*Required task*: Copy each of the items below word for word.

== Provided records

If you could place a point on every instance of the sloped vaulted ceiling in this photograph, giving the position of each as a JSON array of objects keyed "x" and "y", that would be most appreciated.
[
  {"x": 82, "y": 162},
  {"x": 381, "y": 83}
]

====

*Task output*:
If you could place a point on every instance of the sloped vaulted ceiling in this photograph, giving the position of each as a JSON array of objects keyed "x" and "y", that would be most appreciated.
[
  {"x": 82, "y": 162},
  {"x": 381, "y": 83}
]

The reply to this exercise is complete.